------ EXTRACTED TEXT ------

The Blessings of a Reboot

My first and second takes on this update were long-winded and purple, so it’s just as well that my laptop died a few minutes before I was ready to click “Save & Publish”––a small blessing, but still a blessing.

Here’s the summary version: I quit my job, and I feel mostly fine with that decision.

I say that, and then it feels arrogant. There are so many in this country (not to mention this world) that have found themselves jobless due to COVID-19, and I choose to let go of a job with benefits? I’m not the first person in my family to do so, but I am the first to do so without the stabilizing presence of a spouse. That’s not to say it would have been easy for my siblings and parents to electively leave jobs as they have done; I would still be paralyzed if I were doing this while also a parent.

I’m not trying to be arrogant. I’m trying to do what’s best for the library and for me at the same time, and that’s not always easy. But thanks to COVID-19 and a transition in leadership, the job I was hired to do here is mostly gone. Collection development? Live programming? A lively and interactive Summer Reading Program? Gone. All it took was a two-week snarl in England and I came home to a job that had moved on without me. And sure, I caught up as well as I could, introducing digital programs to perform some of the same functions, but … couple that with a steady erosion of both the trust of my library’s Director and therefore my responsibilities, I found I could only be two kinds of person: the kind that rose to a very low bar and underperformed, or the kind that held true to my vision for my position and existed in constant tension with the one person whose good opinion determines the forward momentum of my career. I don’t know what I’ll think of my decision in five or ten years, but I do know that what left me in a vulnerable position, so easily shoved off-kilter by global and personal catastrophe, was years of self-doubt brought on by changing expectations in the workplace.

COVID-19 was just a hard shove out a door I had been slowly backing toward for a while, maybe. Perhaps ever since I wrapped up my Library Science degree in December 2018. But rest assured, leaving the library on the 16th will continue to haunt me for a while. It will be the first time in my adult life that I won’t be working off of a four- or five-year plan. Does that scare me? Absolutely. Does it scare me as much as it did before I realized that the protections and stability offered by a job with benefits are illusory anyway, thanks to COVID-19? Not so much. And perhaps someone else needs those illusions a bit more than me right now, someone who won’t go into the job I’m leaving with expectations based on a world––and specifically a Director––before everything changed.

I will be the library’s biggest booster. I will champion that future Youth Services Librarian among all of the parents and educators with whom I have developed friendships. I am quite excited, really, to see what that person does with the job, and what opportunities they can see that I did not. And if I ever have the good luck to get to know that future librarian, I will give them all the words of affirmation that I wish I had gotten. Because the job is hard, even so changed as it has become. It is hard and it is demanding and it is wonderful.

What’s next?

Find a job, yes, absolutely. But also … recover. Figure out who I am, really. I’m not a writer, obviously, so my years in the MFA program in Tucson are somewhat misleading. Am I still a librarian? Yes. Yes, absolutely! But is a writer a writer if they don’t write? Is a librarian a librarian if they don’t work in a library? It’s a strange space to find myself in, with a garden and a lot of confused thoughts over joblessness and accepting help from others and figuring out what it feels like to know something is true and not be told it isn’t. I mean, I’ve heard plenty about gaslighting in respect to domestic relationships, but what about professional ones? I feel like I’m a child and relearning the basics of how to walk, talk, and pretend not to cry. It’s time for me to grow up a little, and reach for my next dream. (But first, weed the garden.)

I’m going to miss “my” kids. The hundreds of children in Tucson with whom I have fallen in love, collectively, will themselves fall in love with my successor. That is good and right. And I will feel a little sad over that always, as also is right. And now that I’ve taken a step out of my illusory safety net, it’s time for me to do the next right thing.





Oh no. Not … the Disney song … problem ….


(You can measure how long a person has worked with children by how many completely ordinary phrases become launchpads to spontaneous workplace sing-alongs.)

------

= THINGS TO DO =
(a) Repeat the part of the post from "The Blessings of" through "with that decision.", starting at the first and ending at the second.
(b) Answer these questions from the post:
(i) In what month and year did the writer finish a Library Science degree?
(ii) In what country did the writer get caught in a two-week snarl?
(iii) In what city was the writer's MFA program?

------ EXTRACTED INFORMATION ------

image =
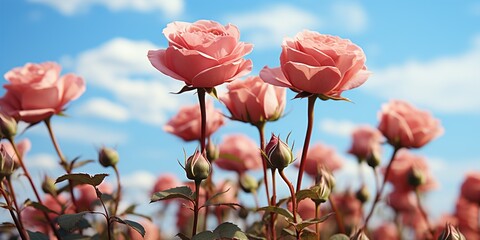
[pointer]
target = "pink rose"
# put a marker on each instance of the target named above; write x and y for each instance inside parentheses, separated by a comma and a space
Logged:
(321, 156)
(366, 141)
(239, 153)
(406, 126)
(36, 91)
(404, 165)
(471, 187)
(387, 230)
(203, 54)
(318, 64)
(187, 123)
(254, 101)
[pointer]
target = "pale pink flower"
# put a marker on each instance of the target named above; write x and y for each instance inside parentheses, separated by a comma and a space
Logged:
(254, 101)
(35, 92)
(239, 153)
(202, 54)
(318, 64)
(406, 126)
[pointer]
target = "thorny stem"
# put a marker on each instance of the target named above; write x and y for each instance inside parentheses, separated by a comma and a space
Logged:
(119, 191)
(294, 199)
(423, 212)
(29, 178)
(63, 161)
(196, 207)
(380, 191)
(273, 203)
(16, 220)
(338, 215)
(308, 134)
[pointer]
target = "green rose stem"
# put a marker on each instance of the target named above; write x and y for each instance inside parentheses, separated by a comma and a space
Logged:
(380, 191)
(196, 207)
(29, 178)
(308, 135)
(273, 203)
(16, 220)
(119, 190)
(107, 217)
(294, 199)
(14, 200)
(63, 161)
(423, 212)
(338, 215)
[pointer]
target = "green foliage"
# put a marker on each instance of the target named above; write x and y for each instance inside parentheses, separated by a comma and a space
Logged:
(183, 192)
(223, 231)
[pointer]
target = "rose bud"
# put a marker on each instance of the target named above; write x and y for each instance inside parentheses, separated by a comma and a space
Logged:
(108, 157)
(248, 183)
(451, 233)
(278, 153)
(197, 167)
(8, 126)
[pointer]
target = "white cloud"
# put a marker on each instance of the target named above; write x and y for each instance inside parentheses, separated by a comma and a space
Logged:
(267, 27)
(72, 7)
(350, 17)
(121, 67)
(104, 108)
(341, 128)
(447, 84)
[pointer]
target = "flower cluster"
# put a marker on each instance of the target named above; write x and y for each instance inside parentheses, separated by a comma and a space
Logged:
(246, 204)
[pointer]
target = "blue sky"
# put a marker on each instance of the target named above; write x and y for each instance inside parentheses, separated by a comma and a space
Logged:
(426, 52)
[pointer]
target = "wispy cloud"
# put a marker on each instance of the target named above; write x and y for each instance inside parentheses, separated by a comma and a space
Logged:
(120, 66)
(340, 128)
(447, 84)
(72, 7)
(268, 26)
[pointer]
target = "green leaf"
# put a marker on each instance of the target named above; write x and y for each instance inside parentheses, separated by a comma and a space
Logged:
(71, 222)
(339, 236)
(282, 211)
(83, 178)
(132, 224)
(37, 235)
(183, 192)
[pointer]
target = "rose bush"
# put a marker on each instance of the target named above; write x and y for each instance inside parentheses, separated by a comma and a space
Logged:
(203, 54)
(318, 64)
(35, 92)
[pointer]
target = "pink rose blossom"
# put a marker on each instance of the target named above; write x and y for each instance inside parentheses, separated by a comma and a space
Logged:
(254, 101)
(187, 123)
(471, 187)
(321, 156)
(403, 164)
(35, 92)
(366, 141)
(406, 126)
(203, 54)
(318, 64)
(239, 153)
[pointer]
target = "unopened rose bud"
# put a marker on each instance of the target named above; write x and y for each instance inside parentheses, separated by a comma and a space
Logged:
(212, 152)
(278, 153)
(451, 233)
(363, 194)
(7, 164)
(248, 183)
(197, 167)
(8, 126)
(48, 186)
(108, 157)
(416, 177)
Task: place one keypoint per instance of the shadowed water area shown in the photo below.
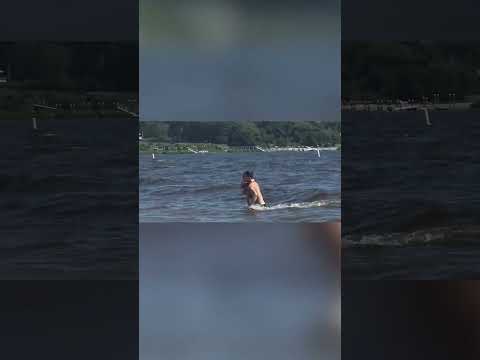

------

= SOLUTION SET =
(a)
The Blessings of a Reboot

My first and second takes on this update were long-winded and purple, so it’s just as well that my laptop died a few minutes before I was ready to click “Save & Publish”––a small blessing, but still a blessing.

Here’s the summary version: I quit my job, and I feel mostly fine with that decision.

(b)
(i) December 2018
(ii) England
(iii) Tucson